- **Provided text**
======

First, Liz Cheney, now Anthony Fauci.

Chalk up another victim of the likely hostile GOP takeover of Congress.

While Cheney got blasted in a 40-point election loss, Fauci — the public face of the government’s botched battle against COVID — is fleeing in December, weeks before Republicans could be starting their revenge tour in Washington.

It’s no coincidence that the good doctor announced his departure just as Republican leaders began plotting to hold hearings into the government’s COVID response and the origins of the deadly virus.

Fauci was a lightning rod and a foil for the right. He became a symbol of the authoritarian approach of the Biden administration toward COVID.

His quitting removes a major political distraction before the midterm elections and comes as the Biden administration seeks to revamp the harshly-criticized CDC.

Republicans are already trying to raise money off his resignation.

======

- **Data supplied**
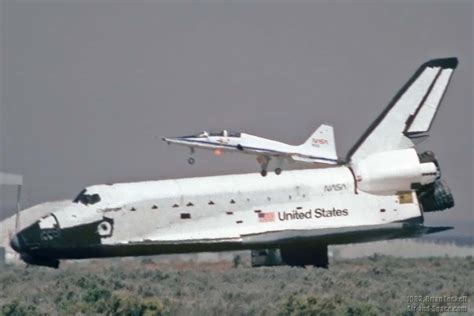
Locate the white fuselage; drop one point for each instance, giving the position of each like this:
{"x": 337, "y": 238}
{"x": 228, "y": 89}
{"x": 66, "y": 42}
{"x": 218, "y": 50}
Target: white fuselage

======

According to the piece on Anthony Fauci's departure, by how many points did Liz Cheney lose her election? The entries aren't needed for what follows.

- **Output of the exercise**
40 points.